TASK -> Lay out the records below as a two-column CSV with the headers instruction and response. Give each instruction its own row, paired with the points that answer it, put each in a single quoted field with line breaks replaced by spaces, and leave out the pictures.

GIVEN DATA ->
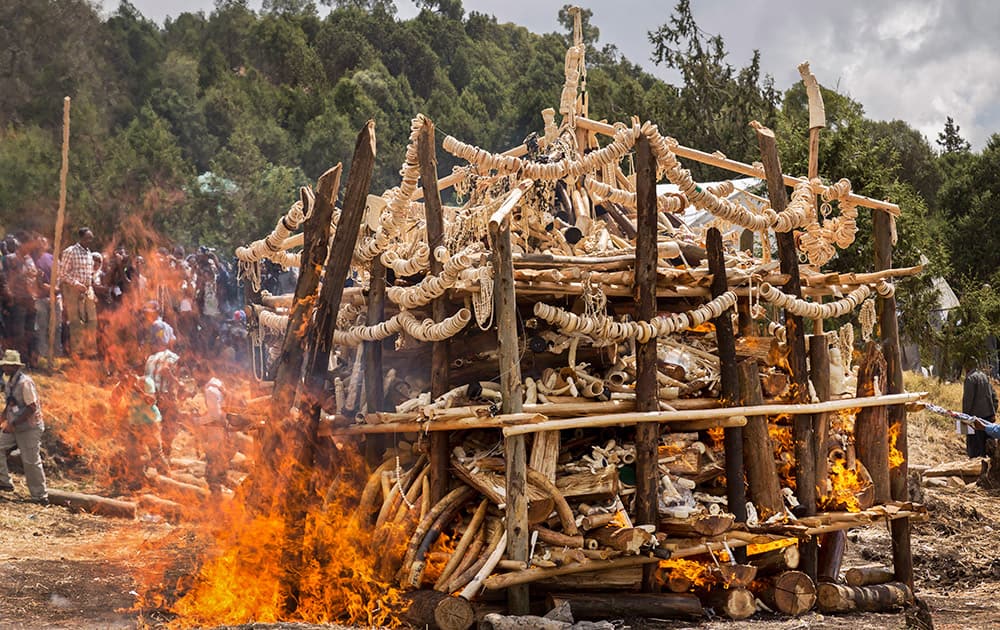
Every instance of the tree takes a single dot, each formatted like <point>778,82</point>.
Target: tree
<point>716,100</point>
<point>950,140</point>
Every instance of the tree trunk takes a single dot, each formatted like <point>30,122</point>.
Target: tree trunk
<point>834,598</point>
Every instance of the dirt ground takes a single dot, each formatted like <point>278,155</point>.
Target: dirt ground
<point>60,569</point>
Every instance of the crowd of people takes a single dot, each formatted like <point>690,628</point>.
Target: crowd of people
<point>196,293</point>
<point>136,319</point>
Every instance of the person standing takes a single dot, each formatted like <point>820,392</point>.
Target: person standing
<point>22,427</point>
<point>76,277</point>
<point>978,399</point>
<point>163,369</point>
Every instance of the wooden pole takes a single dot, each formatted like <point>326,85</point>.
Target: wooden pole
<point>439,455</point>
<point>374,385</point>
<point>57,239</point>
<point>301,437</point>
<point>730,385</point>
<point>871,428</point>
<point>647,438</point>
<point>902,558</point>
<point>713,159</point>
<point>515,452</point>
<point>758,450</point>
<point>315,248</point>
<point>803,430</point>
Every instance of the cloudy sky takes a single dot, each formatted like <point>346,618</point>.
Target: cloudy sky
<point>915,60</point>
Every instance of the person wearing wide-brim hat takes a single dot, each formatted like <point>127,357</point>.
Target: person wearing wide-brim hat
<point>22,426</point>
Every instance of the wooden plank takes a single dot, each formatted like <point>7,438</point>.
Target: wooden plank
<point>439,349</point>
<point>647,435</point>
<point>729,383</point>
<point>802,429</point>
<point>902,558</point>
<point>505,311</point>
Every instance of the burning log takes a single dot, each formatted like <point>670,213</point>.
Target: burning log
<point>92,503</point>
<point>735,603</point>
<point>834,598</point>
<point>776,560</point>
<point>438,611</point>
<point>867,576</point>
<point>463,544</point>
<point>170,510</point>
<point>698,526</point>
<point>616,605</point>
<point>758,450</point>
<point>791,592</point>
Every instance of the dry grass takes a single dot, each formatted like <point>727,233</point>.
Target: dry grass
<point>932,438</point>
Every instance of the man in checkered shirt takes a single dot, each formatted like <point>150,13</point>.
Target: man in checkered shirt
<point>76,277</point>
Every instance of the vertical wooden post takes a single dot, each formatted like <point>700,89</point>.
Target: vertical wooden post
<point>505,311</point>
<point>439,455</point>
<point>300,437</point>
<point>57,238</point>
<point>315,248</point>
<point>871,427</point>
<point>730,384</point>
<point>374,392</point>
<point>902,558</point>
<point>802,429</point>
<point>647,435</point>
<point>758,449</point>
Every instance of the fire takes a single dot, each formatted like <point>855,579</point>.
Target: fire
<point>696,572</point>
<point>896,457</point>
<point>846,485</point>
<point>261,562</point>
<point>784,450</point>
<point>757,548</point>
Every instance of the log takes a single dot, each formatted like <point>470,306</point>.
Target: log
<point>315,248</point>
<point>729,383</point>
<point>170,510</point>
<point>92,503</point>
<point>967,469</point>
<point>497,582</point>
<point>734,603</point>
<point>463,544</point>
<point>758,450</point>
<point>497,621</point>
<point>834,598</point>
<point>792,593</point>
<point>902,557</point>
<point>716,160</point>
<point>871,427</point>
<point>183,491</point>
<point>620,419</point>
<point>831,555</point>
<point>697,526</point>
<point>505,311</point>
<point>437,611</point>
<point>627,539</point>
<point>558,539</point>
<point>868,576</point>
<point>647,436</point>
<point>803,430</point>
<point>439,454</point>
<point>776,560</point>
<point>628,578</point>
<point>598,606</point>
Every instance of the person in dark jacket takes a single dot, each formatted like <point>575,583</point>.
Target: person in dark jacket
<point>978,399</point>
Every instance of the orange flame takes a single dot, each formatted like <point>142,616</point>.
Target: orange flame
<point>846,485</point>
<point>696,572</point>
<point>896,457</point>
<point>245,577</point>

RESPONSE ->
instruction,response
"Every instance of the tree takes a single dot, each formatted like <point>778,82</point>. Target: tree","<point>716,100</point> <point>950,140</point>"
"Every instance of the tree trunk takes a single dot, each formatted like <point>30,122</point>. Target: tree trunk","<point>834,598</point>"
"Every instance of the dirt ground takes a single dot, each formatted like <point>278,155</point>. Target: dirt ground","<point>60,569</point>"
"Every instance of the crowd of people takes a single dot, each formatted like <point>690,628</point>. Target: crowd of people","<point>196,293</point> <point>136,319</point>"
"Every instance of the person standing takes a single dot, each formatted like <point>820,392</point>. Target: person standing","<point>22,427</point> <point>76,277</point> <point>978,399</point> <point>163,369</point>"
"Every instance of the wooden pole takes a single dot, each formatted like <point>326,85</point>. Target: wooden pole","<point>439,455</point> <point>374,385</point> <point>57,239</point> <point>301,437</point> <point>730,385</point> <point>871,428</point> <point>647,438</point> <point>902,558</point> <point>713,159</point> <point>515,452</point> <point>758,450</point> <point>315,248</point> <point>803,430</point>"
"Every instance of the cloudy sky takes a single dot, each formatted like <point>346,618</point>. Target: cloudy sky","<point>915,60</point>"
"Every instance of the person wearing wide-brim hat takes a single dot, each formatted like <point>127,357</point>. Target: person wearing wide-brim hat","<point>22,426</point>"
"Every instance of the wooden plank takes a single dot, each formatted like <point>7,438</point>. Target: wooden plank","<point>439,349</point> <point>647,435</point> <point>729,383</point> <point>802,429</point> <point>902,558</point> <point>505,311</point>"
"Every instance of the burning log takes a single dot, each formatted like <point>670,213</point>. Target: burning log","<point>92,503</point> <point>735,603</point> <point>834,598</point> <point>776,560</point> <point>438,611</point> <point>867,576</point> <point>463,544</point> <point>170,510</point> <point>698,526</point> <point>616,605</point> <point>758,450</point> <point>791,592</point>"
"Every instance of the dry grass takes a single dot, each formatted like <point>727,233</point>. Target: dry grass","<point>932,438</point>"
"Every instance of the man in checkered shirt takes a single dot, each formatted like <point>150,13</point>. Target: man in checkered shirt","<point>76,277</point>"
"Every instance of the vertical wooden post takes a single dot, each formatted like <point>700,89</point>. Target: vertical wooden post","<point>505,311</point> <point>439,455</point> <point>300,437</point> <point>57,238</point> <point>315,248</point> <point>871,427</point> <point>730,384</point> <point>374,392</point> <point>902,558</point> <point>802,429</point> <point>647,435</point> <point>758,449</point>"
"Every instance of the fire takes a single dot, each formatted like <point>855,579</point>. Target: fire","<point>696,572</point> <point>896,457</point> <point>846,485</point> <point>261,562</point> <point>784,450</point> <point>757,548</point>"
"Every instance of the log takes a single dot, each formatted like <point>470,306</point>. Target: log","<point>315,248</point> <point>729,383</point> <point>170,510</point> <point>92,503</point> <point>967,469</point> <point>497,582</point> <point>734,603</point> <point>463,544</point> <point>758,450</point> <point>497,621</point> <point>834,598</point> <point>792,593</point> <point>902,557</point> <point>716,160</point> <point>871,427</point> <point>183,491</point> <point>620,419</point> <point>831,555</point> <point>697,526</point> <point>505,311</point> <point>437,611</point> <point>627,539</point> <point>558,539</point> <point>868,576</point> <point>647,436</point> <point>803,430</point> <point>439,454</point> <point>776,560</point> <point>628,578</point> <point>598,606</point>"
"Every instance of the person in dark jacket takes a single dot, each formatted like <point>575,583</point>. Target: person in dark jacket","<point>978,399</point>"
"Every instance of the orange flame takes a single dot, each formatted like <point>142,616</point>. Target: orange flame","<point>846,485</point> <point>696,572</point> <point>896,457</point> <point>245,577</point>"